# Battery Disconnect



## campingtom170 (Apr 26, 2004)

My last tt had a battery disconnect switch that was a small plunger type of a swith that was located on the frame. One click and all of the battery power to the trailer was cut off and the battery went into a storage mode. I want to add a similar switch to my Outback. I have purchased a battery disconnect from a company called Intellitec, www.intellitecsve.com. It consists of a relay swicth and a panel that gets mounted inside the coach. It looks like a simple installation that uses a plug in module to the back of the panel and color coded wires that go to the clearly marked relay switch. However, since the Outback has a covered chassis, I am not sure about how to get the wire up through the wall. I want to mount the panel where the light swiches are located since there is aceess to the in-between wall space at this location. Any ideas would be appreciated. Yes I know about the blade type of disconnect that attaches to the battery, but with this setup it insures that there is only minimal storage drain and there is a gauge to tell you the voltage.

Thanks,

Tom


----------



## Y-Guy (Jan 30, 2004)

Tom on the 28RSS you should be able to fish wires from either the underside of the camper up into the wardrobe closet, or the storage compartment. There is a black box inside the storage cabinet that houses the back of the light switches so you should be able to mount it even with the switches pretty easily. I could see running wires several places from the underside once you remove the edge of the camper belly. Make sure you seal everything well since you do risk some potential of voiding the warranty once you drill into the floor or walls. Just be careful and seal everything from the elements.


----------



## Phil (Mar 15, 2004)

I currently only have 1 battery on board and have been thinking about adding a second one. When I do, I think I am going to add a cut off switch similar to the one pictured below. It allows you to use 1 or the other battery, both batteries, or disconnect both batteries entirely. A friend of mine installed one just like it on his trailer last year, and it has worked out very well for him.


----------



## aplvlykat (Jan 25, 2004)

Hi Tom, I am not that famiular with the floor plan but from what Y-guy says about the black box sounds good. Is there any way to drill between the frame and outside wall so you do not have to remove the bottom and if you drill and put the wires in a corner you could cover them with a piece of paneling at a 45 angel, then use wire tyes and follow the gas line to the battieries. Kirk


----------



## kjp1969 (Apr 25, 2004)

# Written task a
In the records, arrange the lines as a numbered list, starting with the line that contains "Guideline: mark the row" and going through the line that contains "[[216, 184]]". Leave out any blank lines.

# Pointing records
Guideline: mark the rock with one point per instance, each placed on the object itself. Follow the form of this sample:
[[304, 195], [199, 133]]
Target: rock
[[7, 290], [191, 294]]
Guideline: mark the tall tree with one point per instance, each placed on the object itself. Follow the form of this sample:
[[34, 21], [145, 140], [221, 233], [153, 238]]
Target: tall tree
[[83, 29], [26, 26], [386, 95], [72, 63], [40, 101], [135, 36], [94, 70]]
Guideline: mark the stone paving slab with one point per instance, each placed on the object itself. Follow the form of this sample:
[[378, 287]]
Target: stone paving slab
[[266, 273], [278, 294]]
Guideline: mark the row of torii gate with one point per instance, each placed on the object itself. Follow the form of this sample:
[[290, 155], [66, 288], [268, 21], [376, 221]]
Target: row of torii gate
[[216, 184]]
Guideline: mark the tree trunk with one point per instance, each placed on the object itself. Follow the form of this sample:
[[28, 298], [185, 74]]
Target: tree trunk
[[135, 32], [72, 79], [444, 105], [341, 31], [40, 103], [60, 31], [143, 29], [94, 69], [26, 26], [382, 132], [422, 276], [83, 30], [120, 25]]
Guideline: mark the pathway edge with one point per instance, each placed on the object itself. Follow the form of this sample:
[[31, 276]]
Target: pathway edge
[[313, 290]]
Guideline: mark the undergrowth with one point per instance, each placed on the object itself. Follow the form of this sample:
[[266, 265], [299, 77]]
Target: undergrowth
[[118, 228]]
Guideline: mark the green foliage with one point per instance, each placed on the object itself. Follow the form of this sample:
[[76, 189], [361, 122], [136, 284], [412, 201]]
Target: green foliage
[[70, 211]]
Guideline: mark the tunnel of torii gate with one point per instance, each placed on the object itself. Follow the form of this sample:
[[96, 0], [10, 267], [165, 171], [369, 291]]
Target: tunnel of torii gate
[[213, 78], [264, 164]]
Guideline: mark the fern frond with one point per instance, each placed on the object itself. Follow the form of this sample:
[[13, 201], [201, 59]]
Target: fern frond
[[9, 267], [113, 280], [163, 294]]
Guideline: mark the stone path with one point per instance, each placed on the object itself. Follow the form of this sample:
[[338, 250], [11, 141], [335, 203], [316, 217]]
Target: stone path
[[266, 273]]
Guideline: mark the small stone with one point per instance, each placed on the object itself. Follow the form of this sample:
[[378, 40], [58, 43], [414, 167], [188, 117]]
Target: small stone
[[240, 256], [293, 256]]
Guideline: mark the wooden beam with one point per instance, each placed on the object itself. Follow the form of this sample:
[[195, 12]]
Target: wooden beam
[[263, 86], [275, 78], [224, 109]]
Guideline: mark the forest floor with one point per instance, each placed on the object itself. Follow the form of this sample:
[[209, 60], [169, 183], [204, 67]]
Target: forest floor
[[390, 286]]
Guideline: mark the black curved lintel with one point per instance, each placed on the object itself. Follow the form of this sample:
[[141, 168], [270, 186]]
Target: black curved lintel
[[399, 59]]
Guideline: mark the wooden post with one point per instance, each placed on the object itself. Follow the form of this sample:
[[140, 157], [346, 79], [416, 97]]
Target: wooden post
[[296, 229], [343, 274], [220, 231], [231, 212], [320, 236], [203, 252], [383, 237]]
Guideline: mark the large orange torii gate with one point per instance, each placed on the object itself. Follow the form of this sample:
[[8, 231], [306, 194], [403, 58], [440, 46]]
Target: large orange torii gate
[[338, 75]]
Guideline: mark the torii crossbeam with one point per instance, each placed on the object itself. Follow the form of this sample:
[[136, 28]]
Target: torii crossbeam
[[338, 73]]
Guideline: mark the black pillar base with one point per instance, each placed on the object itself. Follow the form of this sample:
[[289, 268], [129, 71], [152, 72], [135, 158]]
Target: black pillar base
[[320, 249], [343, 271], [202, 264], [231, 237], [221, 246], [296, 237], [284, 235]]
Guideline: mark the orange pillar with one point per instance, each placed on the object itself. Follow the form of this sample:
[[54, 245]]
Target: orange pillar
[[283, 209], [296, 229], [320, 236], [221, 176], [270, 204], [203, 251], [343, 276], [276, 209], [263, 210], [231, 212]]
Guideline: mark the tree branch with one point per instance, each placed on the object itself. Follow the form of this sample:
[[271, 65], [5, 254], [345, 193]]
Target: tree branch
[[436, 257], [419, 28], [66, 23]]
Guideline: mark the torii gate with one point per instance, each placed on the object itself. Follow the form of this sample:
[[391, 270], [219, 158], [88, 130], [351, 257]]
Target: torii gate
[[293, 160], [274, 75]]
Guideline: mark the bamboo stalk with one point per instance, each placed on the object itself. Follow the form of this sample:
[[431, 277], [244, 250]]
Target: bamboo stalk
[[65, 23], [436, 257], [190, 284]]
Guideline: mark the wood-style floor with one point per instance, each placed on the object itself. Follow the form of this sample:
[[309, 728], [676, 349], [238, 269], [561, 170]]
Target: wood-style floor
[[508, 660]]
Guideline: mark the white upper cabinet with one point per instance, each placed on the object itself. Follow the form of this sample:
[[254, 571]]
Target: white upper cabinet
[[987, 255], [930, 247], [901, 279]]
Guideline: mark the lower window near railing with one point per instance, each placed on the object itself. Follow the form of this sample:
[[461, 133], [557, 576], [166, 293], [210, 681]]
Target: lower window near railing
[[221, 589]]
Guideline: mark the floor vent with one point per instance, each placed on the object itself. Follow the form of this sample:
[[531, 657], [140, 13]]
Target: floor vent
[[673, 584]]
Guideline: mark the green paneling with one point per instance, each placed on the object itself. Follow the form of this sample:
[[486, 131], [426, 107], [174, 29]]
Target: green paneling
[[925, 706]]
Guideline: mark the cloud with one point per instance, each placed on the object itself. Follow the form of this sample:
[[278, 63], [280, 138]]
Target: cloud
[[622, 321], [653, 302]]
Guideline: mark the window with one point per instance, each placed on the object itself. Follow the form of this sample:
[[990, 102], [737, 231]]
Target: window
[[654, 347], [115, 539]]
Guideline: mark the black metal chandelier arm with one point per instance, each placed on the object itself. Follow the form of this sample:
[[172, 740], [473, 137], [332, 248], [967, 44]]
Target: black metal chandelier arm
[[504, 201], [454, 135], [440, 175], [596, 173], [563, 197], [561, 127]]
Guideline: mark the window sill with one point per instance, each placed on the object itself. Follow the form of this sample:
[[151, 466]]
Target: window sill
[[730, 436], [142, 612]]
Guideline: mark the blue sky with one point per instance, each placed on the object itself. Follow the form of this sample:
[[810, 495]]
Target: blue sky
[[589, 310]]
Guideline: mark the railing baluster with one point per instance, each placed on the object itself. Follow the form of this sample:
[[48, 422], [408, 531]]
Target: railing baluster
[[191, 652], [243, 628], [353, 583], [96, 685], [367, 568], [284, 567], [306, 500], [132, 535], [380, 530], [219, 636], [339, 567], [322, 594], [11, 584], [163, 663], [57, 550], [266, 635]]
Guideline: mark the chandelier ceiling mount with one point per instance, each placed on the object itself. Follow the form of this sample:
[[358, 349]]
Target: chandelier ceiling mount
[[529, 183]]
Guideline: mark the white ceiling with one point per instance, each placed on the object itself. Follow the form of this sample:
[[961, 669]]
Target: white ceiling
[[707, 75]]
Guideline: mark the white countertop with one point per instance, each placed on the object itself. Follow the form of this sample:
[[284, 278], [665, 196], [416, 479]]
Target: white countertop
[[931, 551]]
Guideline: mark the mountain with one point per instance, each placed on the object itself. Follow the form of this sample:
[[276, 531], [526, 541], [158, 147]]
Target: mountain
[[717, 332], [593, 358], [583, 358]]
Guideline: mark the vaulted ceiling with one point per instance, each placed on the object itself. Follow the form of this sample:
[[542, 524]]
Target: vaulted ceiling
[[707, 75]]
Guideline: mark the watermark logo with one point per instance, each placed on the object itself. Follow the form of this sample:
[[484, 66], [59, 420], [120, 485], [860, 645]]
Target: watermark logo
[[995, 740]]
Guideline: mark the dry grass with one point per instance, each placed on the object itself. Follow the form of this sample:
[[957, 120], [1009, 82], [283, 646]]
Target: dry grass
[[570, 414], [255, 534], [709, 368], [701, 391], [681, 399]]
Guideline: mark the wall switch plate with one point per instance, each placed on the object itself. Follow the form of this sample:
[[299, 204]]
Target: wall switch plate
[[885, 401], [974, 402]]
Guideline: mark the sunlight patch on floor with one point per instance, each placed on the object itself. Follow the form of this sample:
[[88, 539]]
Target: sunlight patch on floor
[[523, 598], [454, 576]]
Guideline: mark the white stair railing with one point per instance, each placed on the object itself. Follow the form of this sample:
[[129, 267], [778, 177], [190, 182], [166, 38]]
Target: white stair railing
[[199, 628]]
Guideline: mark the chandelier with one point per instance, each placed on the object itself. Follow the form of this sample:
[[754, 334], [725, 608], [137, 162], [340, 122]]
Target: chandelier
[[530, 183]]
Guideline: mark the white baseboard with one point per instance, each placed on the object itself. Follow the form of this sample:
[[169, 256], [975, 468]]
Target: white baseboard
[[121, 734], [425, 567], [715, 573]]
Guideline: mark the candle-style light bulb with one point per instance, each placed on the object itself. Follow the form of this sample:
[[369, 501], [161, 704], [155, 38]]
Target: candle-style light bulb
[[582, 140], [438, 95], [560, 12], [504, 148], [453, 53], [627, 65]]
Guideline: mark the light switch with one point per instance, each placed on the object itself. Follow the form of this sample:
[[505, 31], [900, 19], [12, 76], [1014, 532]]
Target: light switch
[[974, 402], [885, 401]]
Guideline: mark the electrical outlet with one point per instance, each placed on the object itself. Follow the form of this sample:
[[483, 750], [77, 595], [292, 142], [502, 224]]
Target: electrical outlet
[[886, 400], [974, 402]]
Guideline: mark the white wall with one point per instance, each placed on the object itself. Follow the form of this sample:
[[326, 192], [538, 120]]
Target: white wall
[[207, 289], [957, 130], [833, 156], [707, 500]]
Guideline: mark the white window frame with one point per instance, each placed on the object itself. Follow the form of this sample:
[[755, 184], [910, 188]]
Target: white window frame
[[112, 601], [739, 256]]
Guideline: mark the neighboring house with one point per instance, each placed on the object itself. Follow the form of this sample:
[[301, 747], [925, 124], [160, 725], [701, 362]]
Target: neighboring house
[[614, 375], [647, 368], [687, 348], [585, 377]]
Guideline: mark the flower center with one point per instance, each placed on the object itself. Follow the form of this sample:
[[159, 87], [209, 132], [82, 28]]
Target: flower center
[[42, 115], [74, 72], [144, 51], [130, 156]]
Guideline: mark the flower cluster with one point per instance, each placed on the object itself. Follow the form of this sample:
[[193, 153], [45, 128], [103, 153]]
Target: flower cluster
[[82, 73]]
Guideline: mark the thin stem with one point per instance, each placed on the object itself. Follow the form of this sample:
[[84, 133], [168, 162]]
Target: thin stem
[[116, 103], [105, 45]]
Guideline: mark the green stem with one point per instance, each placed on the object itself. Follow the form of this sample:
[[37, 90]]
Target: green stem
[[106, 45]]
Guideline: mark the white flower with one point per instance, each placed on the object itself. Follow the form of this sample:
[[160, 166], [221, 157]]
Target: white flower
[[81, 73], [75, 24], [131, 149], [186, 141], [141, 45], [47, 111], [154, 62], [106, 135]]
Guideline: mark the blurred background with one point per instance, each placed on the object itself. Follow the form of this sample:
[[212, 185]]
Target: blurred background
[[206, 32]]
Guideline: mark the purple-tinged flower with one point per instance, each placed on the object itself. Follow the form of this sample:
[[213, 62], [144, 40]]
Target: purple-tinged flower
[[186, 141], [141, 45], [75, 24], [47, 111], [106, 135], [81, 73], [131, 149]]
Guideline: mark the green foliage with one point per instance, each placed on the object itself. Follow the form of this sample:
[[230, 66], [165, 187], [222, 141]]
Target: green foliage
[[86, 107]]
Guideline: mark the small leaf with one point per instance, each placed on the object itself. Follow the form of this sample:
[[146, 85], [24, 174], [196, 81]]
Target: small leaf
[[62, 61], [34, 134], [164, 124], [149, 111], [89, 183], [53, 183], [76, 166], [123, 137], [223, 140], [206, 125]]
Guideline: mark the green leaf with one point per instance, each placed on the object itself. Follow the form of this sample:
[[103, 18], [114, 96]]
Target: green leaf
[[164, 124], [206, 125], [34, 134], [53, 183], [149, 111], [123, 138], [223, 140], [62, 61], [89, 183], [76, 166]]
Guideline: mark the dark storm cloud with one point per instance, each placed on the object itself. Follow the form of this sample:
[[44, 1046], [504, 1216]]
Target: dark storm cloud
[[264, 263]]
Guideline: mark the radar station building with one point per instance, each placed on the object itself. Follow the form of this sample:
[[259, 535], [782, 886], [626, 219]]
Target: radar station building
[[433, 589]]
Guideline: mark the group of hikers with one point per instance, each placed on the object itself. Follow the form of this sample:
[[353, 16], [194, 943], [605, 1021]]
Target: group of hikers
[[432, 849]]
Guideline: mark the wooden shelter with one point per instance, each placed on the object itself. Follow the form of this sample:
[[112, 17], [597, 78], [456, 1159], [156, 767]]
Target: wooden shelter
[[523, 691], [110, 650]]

# Written task b
Pick up the forum thread about installing a trailer battery disconnect switch where it stops, and continue it.

# Response a
1. Guideline: mark the row of torii gate with one point per instance, each placed on the object itself. Follow the form of this sample:
2. [[290, 155], [66, 288], [268, 21], [376, 221]]
3. Target: row of torii gate
4. [[216, 184]]

# Response b
I went with a simple solution: I bought one of those keyed racecar-type battery disconnects, and mounted it in one of the battery boxes at the ground connection(I have 2 6v wired in series). When you remove the key (actually a red plastic thingey), it cuts the ground. It's up under the propane shroud, but reachable from underneath if you don't feel like taking that off.

If you mount any switch in a battery box, make sure there's adequate room between the battery and the post terminals. I also made a wooden spacer to ensure that the battery wouldn't contact the posts and punch a hole through the battery itself.

By the way, the battery box is vented, so I don't *think* any buildup of gasses would pose an explosion hazard, but as I type this I'm beginning to have second thoughts. . .







Maybe it would be better to mount it on a frame rail!


----------



## campingtom170 (Apr 26, 2004)

Thanks everybondy for the help, I feel a lot more confident about attempting this project. Ill let you know how it comes out.


----------



## Martybeech (Mar 13, 2004)

I have a setup like KIP (2 x 6V's in series) and use the marine "key" style battery disconnect. I mounted it on an extension I added onto the frame rail beside the right battery. It's bolted onto the frame and very stable while still easy to access.


----------



## Twins Make 4 (Apr 25, 2004)

Bit the bullet today & wandered into the closest CW. Among other things I bought a WirthCo Top Mount battery disconnect. Now that I'm looking at it I'm wondering if it will fit with the cover on the battery. Anyone else tried this particular item? I have a pic of it but I'm not sure how to attach it here. Thanks in advance for your help.

TM4


----------



## campingtom170 (Apr 26, 2004)

Howdy All,

Well I was able to install the battery disconnect from Intellitec myself. It was not all that difficult. I used the included template to cut the mounting hole for the swicth just above the existing light switches at the door. I fished the wire down through the closet and drilled a small hole in the floor. The wire goes to a relay that I bolted to the frame near the battery. A few simple connections and some seleant work around the hole and done.







.

I can now stand inside the camper and disconnect all of the power. Since the switch is inside this provides some security since the electric jack is now shut off. Also there is no drain on the batteries. When the switch is on there is a digital read out that gives the actual voltage at the battery.

Works good and was a fairly simple mod.

Tom sunny


----------



## Camperjack (Mar 24, 2004)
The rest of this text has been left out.